Set the data below down again, exactly, with every picture left out.

◇ ◇ ◇ ◇ ◇ ◇ ◇

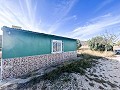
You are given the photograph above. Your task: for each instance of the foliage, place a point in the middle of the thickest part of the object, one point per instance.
(99, 44)
(109, 47)
(78, 44)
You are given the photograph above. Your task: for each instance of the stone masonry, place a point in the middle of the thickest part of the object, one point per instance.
(15, 67)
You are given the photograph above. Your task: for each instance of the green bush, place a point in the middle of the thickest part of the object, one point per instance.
(109, 48)
(98, 44)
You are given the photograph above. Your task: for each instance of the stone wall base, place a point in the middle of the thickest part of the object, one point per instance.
(15, 67)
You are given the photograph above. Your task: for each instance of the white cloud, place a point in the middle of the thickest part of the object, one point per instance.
(19, 13)
(62, 11)
(95, 25)
(103, 4)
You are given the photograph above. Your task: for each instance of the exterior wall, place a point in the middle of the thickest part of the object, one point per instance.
(21, 43)
(14, 67)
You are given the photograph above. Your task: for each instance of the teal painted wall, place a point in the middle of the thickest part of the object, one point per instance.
(20, 43)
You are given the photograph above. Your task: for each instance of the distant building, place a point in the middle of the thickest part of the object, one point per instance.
(25, 51)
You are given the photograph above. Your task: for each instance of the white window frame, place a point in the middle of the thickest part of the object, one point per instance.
(60, 41)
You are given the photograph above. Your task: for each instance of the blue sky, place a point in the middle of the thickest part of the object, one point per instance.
(81, 19)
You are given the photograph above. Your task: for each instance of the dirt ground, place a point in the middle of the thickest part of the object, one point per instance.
(104, 76)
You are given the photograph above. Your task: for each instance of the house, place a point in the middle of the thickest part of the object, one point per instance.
(24, 51)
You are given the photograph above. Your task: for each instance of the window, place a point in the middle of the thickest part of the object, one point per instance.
(56, 46)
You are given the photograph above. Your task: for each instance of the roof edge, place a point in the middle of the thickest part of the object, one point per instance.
(5, 28)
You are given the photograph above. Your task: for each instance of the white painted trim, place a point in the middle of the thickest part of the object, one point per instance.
(60, 41)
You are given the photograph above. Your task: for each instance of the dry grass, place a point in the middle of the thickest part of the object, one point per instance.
(97, 53)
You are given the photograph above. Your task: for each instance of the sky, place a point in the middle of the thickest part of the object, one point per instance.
(79, 19)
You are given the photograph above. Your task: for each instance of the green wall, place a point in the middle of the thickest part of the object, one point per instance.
(20, 43)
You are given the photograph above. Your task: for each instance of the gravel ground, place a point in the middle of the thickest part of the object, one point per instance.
(104, 76)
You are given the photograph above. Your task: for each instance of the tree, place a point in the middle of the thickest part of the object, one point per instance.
(110, 38)
(78, 44)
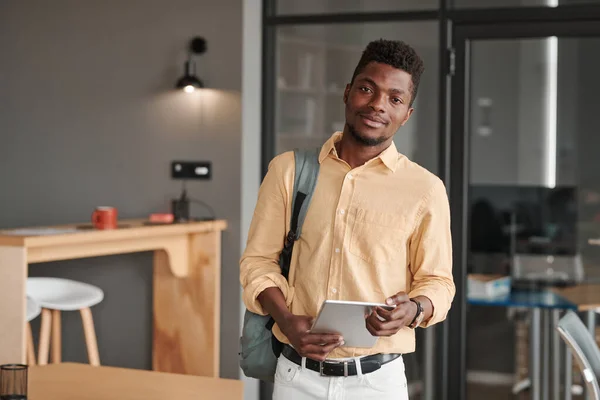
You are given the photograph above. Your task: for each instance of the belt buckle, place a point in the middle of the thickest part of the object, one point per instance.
(345, 369)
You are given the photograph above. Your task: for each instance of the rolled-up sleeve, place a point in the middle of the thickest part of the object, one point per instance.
(259, 265)
(431, 254)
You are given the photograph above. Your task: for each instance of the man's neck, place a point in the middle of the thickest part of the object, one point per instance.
(357, 154)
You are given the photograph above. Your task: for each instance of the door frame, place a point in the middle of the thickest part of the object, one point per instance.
(457, 150)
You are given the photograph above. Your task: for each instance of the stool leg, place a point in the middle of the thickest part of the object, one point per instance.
(56, 337)
(90, 336)
(30, 346)
(45, 337)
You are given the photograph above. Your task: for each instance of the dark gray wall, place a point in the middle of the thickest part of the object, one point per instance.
(88, 117)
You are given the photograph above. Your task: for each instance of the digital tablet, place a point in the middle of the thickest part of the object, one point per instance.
(347, 318)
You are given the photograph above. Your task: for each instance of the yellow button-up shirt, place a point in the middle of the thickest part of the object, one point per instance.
(370, 232)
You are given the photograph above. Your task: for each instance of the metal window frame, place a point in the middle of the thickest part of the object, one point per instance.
(463, 35)
(456, 25)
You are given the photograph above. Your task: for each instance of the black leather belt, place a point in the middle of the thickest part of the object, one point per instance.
(340, 368)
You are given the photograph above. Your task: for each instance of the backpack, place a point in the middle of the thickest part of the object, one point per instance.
(259, 347)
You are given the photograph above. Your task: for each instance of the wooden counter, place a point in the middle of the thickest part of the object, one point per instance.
(187, 279)
(80, 381)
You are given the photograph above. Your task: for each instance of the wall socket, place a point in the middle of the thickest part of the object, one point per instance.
(191, 170)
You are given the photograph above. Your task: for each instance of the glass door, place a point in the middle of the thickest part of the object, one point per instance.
(525, 196)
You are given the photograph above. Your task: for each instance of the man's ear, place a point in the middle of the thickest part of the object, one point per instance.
(346, 93)
(408, 114)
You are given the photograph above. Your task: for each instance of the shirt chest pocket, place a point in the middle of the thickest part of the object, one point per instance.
(378, 237)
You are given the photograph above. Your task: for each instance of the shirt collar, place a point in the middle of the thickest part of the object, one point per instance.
(389, 156)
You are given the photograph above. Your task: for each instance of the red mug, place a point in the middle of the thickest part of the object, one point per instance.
(104, 218)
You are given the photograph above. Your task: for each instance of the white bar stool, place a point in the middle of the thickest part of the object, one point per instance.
(33, 310)
(55, 295)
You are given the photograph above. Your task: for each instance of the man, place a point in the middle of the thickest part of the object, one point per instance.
(377, 229)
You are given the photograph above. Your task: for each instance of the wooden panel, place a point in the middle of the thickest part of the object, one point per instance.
(587, 297)
(133, 229)
(187, 310)
(13, 276)
(56, 382)
(176, 247)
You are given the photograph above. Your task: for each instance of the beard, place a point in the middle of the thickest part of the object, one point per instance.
(365, 140)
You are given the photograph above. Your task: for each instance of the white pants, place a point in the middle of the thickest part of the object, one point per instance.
(292, 382)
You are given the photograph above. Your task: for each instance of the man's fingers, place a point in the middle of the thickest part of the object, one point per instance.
(398, 298)
(377, 326)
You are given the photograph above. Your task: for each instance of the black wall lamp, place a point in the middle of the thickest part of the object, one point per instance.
(189, 82)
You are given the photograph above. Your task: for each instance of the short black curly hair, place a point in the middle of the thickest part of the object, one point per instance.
(397, 54)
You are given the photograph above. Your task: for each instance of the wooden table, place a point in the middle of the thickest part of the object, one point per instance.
(585, 296)
(187, 278)
(84, 382)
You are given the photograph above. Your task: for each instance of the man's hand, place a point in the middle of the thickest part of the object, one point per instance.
(296, 327)
(311, 345)
(382, 322)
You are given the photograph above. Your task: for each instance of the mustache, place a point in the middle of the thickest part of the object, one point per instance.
(373, 117)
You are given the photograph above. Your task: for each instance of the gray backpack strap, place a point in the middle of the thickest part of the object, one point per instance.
(305, 181)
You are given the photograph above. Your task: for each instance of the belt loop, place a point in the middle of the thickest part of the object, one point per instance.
(358, 366)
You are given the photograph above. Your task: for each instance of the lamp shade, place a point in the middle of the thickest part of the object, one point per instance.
(189, 82)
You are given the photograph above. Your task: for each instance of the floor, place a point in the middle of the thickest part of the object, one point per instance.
(487, 392)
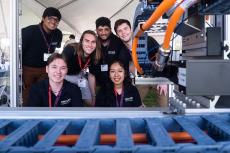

◇ ◇ ◇ ◇ ◇ ◇ ◇

**Solution to the exercise:**
You are given the photograph above. Your task: for each instance of the foliage, place a point in the middle of the thickest part of the object, one point per instance.
(99, 44)
(109, 47)
(78, 44)
You are given the photograph above. Your task: for each instance of the stone masonry, place a point in the middle of the thickest part of the object, one point per instance.
(15, 67)
You are given the photograph above. Your task: for each instance of the green bush, place a point in the middle of the thickest part of the object, one point per instance.
(109, 48)
(98, 44)
You are given the photograph above. Your task: for each instance of the stone wall base, place a point in the middle of the thickest part of the object, one point per instance.
(15, 67)
You are given the photograph above. Your task: for each instance of the white cloud, place a point in the middle of the thickest part of the object, one point per instance.
(19, 13)
(62, 11)
(95, 25)
(103, 4)
You are given the photograph above. Your task: for each instance of the exterior wall, place a point in the middle of the thickest part of the object, one point per instance.
(21, 43)
(14, 67)
You are given the photograph above. Your task: for each instance of the teal painted wall, place a point in the middle of the thickest part of the object, one point per instance.
(20, 43)
You are given the photograph above. Your task: for each instance of the distant building, place a point in the middle of the thickest part of the object, one point per instance.
(25, 51)
You are given the photograph above. Your task: for each instance of the white window frame, place a point in the middle of the thickest part of the object, one point per instance.
(60, 41)
You are given the photograph above. Your task: for each instance of the blue sky, place a point in the middle of the thickest part of the object, one point per instance.
(81, 19)
You are given the photograph above. Your task: for each instance of the dirt ground, place a point in the middle of the thickest part of the object, one point per instance.
(104, 76)
You are given the photograph above. Your task: for each instance of the house, place a point in the middle of the thickest part of the object, one point per instance.
(24, 51)
You are given the photograph above. Your task: for each instance of the window, place a point in the middle of the thickest part of the object, one point per instance.
(56, 46)
You are given the photograph above. Your task: for each instance of the roof edge, place a point in the middle of the thickest part of the object, one point per instance.
(5, 28)
You are given the photograph above. Your task: for each instance of the white painted trim, place a point in the middle of the thickest part of the object, one point per instance.
(60, 41)
You are given the photograph above. Your task: for each instance of the dry grass, place a point in the middle of the thickest part of the object, one point per instance.
(97, 53)
You are given the photograph above. Your task: for each instance of the sky, place a point in the middle of the thickest part of the object, one point per instance.
(79, 19)
You are given the photograph above. Your task: for each instance of the green wall, place a point in the middle of the thickest part of the object, one point per instance.
(20, 43)
You are given the photograph above. Your task: for each instance of the gravel ground, place a point in the middle of the thickest part of the object, one point per instance.
(104, 76)
You are given the photograph above. Your task: for each instance of the tree, place a point in the middle of the thickest part of the object, one point per instance.
(110, 38)
(78, 44)
You are given the photograph above. Your task: for each instance of the belt buckle, place a point in the middle of the thickest part of the object, one point per instance.
(345, 369)
You are given the photograph above. Your task: for each instance of the rolled-up sleeve, place a point in the middle of the thickest part of the object, one point per instance.
(259, 265)
(431, 254)
You are given the photograph above. Your task: for each instance of the man's neck, place a point in the middle of the thickest part of the object, one point per instance.
(357, 154)
You are given the photograph above. Your task: for each instance of the door frame, place a point in the middle of the thickest part of the object, one point per instance.
(457, 150)
You are given the photograph above. Your task: for each instance of the stool leg, place a point in the middle of the thickest part of the object, one point per instance.
(56, 337)
(90, 336)
(30, 346)
(45, 337)
You are given the photograph above. Your task: for each instance of the dark gray wall, place a point in the middle of the thickest part of the object, one point per instance.
(88, 117)
You are given the photograph above. Your task: for each instance of the digital tablet, place a point in the middle of the thickest part of the object, one point per instance.
(347, 318)
You are given the photograph above. Your task: for each instance of the yellow button-up shirt, place a point in the middle of the thickest part of the object, one point per instance.
(370, 232)
You are given the photograph above. Your task: for each instance of the metal window frame, place a point in the middle of the thickest part of the object, one point per instance.
(463, 35)
(456, 25)
You are given the photograph above. Your task: for each instance of the black leather belt, place a point in the middle of the thickest part of the object, one point per instance.
(340, 368)
You are given the photograph above. Your task: for each instance of the backpack, place a point in the middle of the thickest part of the object, one point per instance.
(259, 347)
You are given the photograph above. Your task: for each instance of the wooden counter, place a point in the middle of the thickest part of the object, one point per instance.
(187, 279)
(80, 381)
You are given the photograph above. Your task: for each instance of the wall socket, place a point in the middle of the thickest part of the object, one point per instance.
(191, 170)
You are given the photograph above. Your task: for each instance of the glass door, place a point in the middle of the thickest part of the object, one point per instance.
(525, 196)
You are given the photograph above. Your task: for each instance of the man's ear, place a point in the middle of the thickest part of the object, one point per instance.
(346, 93)
(408, 114)
You are given the photograph above. Your task: for each instance of the shirt chest pocket, place a point in the middle of the thickest part of the object, one point per instance.
(378, 237)
You are given the photograph above. Your task: for each instance of the shirt collar, place a point in the middle of the thickest part of the object, one point per instance.
(389, 156)
You are given the photograph above. Your task: for each instance of the red mug, place a point in the middle of the thickest part of the object, one point per instance.
(104, 218)
You are given the photograph above. Your task: for each instance of the white bar stool, place a point in the middle of the thickest part of the object, one point per instance.
(33, 310)
(55, 295)
You are given the photograph above. Your task: for each instance of the man, place a point in the middle of the thickest part of the object, one point per instance.
(377, 229)
You are given the photograph above. Your task: for each instance of the wooden panel, place a point in the middle of the thickest part of the object, one point per instance.
(587, 297)
(133, 229)
(187, 310)
(13, 276)
(56, 382)
(176, 247)
You are given the photograph above. Your task: for each instance of the beard, place a point in the middle of the thickest part of the object, one point per instance.
(365, 140)
You are given the photograph above. Your task: for each instance of the white pants, place a point in the middle of the thickest part of the object, one point per instance.
(292, 382)
You are given the photograph above. Your task: for each instance of the man's fingers, place a point in the middle of the thickest part of the object, one point per instance.
(398, 298)
(377, 326)
You are given the photograph above. Your task: for each instance of the black wall lamp, place a point in the middle of the thickest part of the object, one point per instance.
(189, 82)
You are given the photograph above. Your task: for each instance of the short black curly hair, place a point in the middle of the thickest part of the object, one point per instance.
(397, 54)
You are given the photograph above. Your task: for each instance of the wooden table, place a point in the middle of the thickest part of the object, one point per instance.
(585, 296)
(187, 278)
(84, 382)
You are given the photograph above. Your task: for each instance of the man's hand, place a point in the middle of the thickest part of the object, one point per instance.
(296, 327)
(311, 345)
(382, 322)
You are given the photograph above. Your task: for each instance of the mustache, place a point in the middle of the thickest part of the object, one point per instance.
(373, 117)
You are given the photograph above. Your task: for each instance of the gray backpack strap, place a point in the middle of the thickest part of the object, one point per instance.
(305, 181)
You are given the photograph above. Your task: for each instance of the belt loop, place a point in the middle of the thickest part of the object, one point per instance.
(358, 366)
You are given the photograph above. Your task: for each instance of the lamp shade, place a point in the middle of the thickest part of the object, one point per instance.
(189, 82)
You are given the photograph above. Your task: for each instance of the floor, place a point in the middle of the thickest part of the object, one point per instance.
(487, 392)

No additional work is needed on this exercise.